+++ DATA FOR THE TASK
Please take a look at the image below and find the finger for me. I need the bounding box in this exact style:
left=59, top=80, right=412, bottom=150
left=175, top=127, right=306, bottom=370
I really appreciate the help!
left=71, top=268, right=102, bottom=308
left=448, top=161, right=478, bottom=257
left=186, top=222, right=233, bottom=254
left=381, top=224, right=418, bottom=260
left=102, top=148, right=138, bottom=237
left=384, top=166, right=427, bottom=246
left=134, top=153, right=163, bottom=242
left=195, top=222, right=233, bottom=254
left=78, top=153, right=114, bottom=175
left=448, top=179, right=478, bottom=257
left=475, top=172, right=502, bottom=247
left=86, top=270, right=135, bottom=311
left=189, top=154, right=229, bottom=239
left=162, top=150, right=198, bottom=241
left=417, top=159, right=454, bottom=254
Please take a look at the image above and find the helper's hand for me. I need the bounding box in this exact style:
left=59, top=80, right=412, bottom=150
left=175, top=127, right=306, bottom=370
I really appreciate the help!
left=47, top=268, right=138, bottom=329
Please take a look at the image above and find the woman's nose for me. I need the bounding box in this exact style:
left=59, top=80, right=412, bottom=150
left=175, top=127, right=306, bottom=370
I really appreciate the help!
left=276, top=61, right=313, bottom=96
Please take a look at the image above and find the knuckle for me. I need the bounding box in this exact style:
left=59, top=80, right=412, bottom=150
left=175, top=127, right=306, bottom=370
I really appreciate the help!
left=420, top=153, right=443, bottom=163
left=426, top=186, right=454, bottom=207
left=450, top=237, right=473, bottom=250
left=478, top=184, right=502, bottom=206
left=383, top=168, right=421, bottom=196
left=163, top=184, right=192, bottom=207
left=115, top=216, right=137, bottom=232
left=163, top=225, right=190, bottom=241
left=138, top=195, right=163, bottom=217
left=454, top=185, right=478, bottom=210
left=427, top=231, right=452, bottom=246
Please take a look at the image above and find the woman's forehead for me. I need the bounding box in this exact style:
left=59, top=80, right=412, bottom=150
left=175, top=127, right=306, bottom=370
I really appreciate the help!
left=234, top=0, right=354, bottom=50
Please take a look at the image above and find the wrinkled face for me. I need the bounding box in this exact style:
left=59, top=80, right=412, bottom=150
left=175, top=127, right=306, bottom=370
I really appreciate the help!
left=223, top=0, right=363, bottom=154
++++++
+++ DATA FOR THE TASK
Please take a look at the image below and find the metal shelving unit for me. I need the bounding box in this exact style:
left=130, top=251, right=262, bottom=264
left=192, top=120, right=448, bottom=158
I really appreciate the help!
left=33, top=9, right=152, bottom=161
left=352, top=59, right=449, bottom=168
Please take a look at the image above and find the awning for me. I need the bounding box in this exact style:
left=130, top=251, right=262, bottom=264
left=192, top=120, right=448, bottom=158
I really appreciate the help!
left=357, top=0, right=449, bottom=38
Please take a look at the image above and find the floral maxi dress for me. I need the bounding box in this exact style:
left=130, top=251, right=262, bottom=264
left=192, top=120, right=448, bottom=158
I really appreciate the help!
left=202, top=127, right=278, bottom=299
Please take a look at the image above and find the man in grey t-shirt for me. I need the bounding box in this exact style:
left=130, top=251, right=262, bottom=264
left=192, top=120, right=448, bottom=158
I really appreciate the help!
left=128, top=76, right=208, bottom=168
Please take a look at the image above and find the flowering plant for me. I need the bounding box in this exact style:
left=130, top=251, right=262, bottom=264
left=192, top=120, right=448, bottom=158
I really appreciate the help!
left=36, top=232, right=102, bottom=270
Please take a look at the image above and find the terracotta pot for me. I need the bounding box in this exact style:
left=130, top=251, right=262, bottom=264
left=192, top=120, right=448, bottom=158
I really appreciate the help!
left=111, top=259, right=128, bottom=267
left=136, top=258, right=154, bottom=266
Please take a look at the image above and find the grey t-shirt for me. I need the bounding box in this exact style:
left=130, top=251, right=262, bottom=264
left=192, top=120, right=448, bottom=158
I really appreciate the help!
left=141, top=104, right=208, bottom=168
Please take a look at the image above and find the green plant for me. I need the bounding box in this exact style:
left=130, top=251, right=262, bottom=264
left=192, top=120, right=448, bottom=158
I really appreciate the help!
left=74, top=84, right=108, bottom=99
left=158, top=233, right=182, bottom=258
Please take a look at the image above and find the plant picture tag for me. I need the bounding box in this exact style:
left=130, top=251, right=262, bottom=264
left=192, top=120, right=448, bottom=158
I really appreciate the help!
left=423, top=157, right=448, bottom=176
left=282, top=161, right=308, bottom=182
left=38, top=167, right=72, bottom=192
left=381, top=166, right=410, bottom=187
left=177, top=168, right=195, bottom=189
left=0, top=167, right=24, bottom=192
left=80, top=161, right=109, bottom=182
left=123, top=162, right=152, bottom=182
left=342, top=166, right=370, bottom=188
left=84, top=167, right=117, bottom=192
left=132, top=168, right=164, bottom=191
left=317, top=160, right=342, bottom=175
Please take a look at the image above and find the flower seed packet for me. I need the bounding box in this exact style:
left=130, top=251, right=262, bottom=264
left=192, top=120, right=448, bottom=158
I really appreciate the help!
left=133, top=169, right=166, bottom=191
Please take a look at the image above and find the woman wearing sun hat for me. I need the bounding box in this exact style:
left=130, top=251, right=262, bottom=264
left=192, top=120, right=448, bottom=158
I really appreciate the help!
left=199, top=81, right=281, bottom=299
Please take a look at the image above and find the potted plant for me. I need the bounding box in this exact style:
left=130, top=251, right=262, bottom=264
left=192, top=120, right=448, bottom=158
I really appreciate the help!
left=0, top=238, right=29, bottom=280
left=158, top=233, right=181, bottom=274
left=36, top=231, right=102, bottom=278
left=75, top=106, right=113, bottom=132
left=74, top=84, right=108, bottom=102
++++++
■ WHAT IS REQUIRED: Put the lines of the records from the one containing "find the flowering" through the one containing "left=141, top=104, right=208, bottom=168", inclusive, into a numbered list, leaving out any blank lines.

■ OUTPUT BELOW:
1. Please take a look at the image above and find the flowering plant for me. I need the bounding box in this exact style:
2. left=130, top=251, right=262, bottom=264
3. left=192, top=120, right=448, bottom=158
4. I really appreciate the help!
5. left=36, top=232, right=102, bottom=270
6. Please take a look at the image above and find the terracotta pot for me. I need the bounding box in this exact style:
7. left=130, top=251, right=262, bottom=264
8. left=192, top=120, right=448, bottom=158
9. I really appreciate the help!
10. left=111, top=259, right=128, bottom=267
11. left=136, top=258, right=154, bottom=266
12. Please take a look at the image above and find the grey t-shirt for me. I need the bounding box in this exact style:
13. left=130, top=251, right=262, bottom=264
14. left=192, top=120, right=448, bottom=158
15. I really appreciate the help!
16. left=141, top=104, right=208, bottom=168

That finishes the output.